(Records from a data source)
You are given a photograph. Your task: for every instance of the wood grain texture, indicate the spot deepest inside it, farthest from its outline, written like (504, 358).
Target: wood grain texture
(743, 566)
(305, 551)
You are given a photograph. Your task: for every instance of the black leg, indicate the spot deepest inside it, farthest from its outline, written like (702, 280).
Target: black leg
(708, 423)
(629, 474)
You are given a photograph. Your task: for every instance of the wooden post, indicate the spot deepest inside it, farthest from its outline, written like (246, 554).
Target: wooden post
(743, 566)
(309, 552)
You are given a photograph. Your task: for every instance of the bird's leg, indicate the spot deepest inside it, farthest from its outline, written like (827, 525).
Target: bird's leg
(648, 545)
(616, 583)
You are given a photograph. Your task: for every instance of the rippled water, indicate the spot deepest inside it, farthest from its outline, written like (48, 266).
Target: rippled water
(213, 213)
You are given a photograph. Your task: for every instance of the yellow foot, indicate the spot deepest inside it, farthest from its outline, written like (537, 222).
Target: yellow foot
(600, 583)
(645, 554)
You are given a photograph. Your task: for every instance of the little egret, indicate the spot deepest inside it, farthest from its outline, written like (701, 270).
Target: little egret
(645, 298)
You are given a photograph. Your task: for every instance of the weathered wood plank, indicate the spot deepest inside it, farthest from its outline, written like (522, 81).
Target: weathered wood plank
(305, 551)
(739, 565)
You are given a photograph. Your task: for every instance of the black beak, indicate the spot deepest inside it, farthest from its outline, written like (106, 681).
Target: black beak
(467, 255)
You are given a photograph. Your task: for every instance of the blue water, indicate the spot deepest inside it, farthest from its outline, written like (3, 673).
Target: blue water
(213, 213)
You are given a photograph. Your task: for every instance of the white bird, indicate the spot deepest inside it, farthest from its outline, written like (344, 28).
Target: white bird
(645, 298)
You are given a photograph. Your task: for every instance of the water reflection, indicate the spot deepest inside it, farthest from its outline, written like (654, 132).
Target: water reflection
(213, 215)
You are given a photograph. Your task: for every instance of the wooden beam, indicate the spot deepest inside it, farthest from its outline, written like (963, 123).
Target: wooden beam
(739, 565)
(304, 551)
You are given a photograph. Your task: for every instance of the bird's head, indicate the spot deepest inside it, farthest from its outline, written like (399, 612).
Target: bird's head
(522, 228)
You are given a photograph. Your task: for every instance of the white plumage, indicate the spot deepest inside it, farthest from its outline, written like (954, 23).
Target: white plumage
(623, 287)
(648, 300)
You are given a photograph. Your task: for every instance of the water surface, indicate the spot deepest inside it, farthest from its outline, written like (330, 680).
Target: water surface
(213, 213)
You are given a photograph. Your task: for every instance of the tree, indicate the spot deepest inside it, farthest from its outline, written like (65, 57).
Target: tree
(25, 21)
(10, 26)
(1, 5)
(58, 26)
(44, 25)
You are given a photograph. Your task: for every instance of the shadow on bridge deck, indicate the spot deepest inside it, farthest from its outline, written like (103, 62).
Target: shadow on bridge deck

> TASK INSTRUCTIONS
Could you render the stretch from the line containing "like (65, 57)." through the end of the material as a Markdown table with the columns Row and Line, one line per row and no blank lines?

> RESULT FOR THIS TASK
| Row | Line |
|---|---|
| 1 | You are given a photograph. Your task: for every instance of the tree, indicate the spot deepest inside it, farthest from its outline, written like (65, 57). |
| 2 | Target: tree |
| 3 | (25, 21) |
| 4 | (10, 26) |
| 5 | (1, 5) |
| 6 | (58, 26) |
| 7 | (44, 25) |
| 8 | You are given a photograph. Your task: for every instance of the shadow on bridge deck, indicate the spot deepest inside it, farthest from its outline, written like (103, 62). |
| 9 | Target: shadow on bridge deck |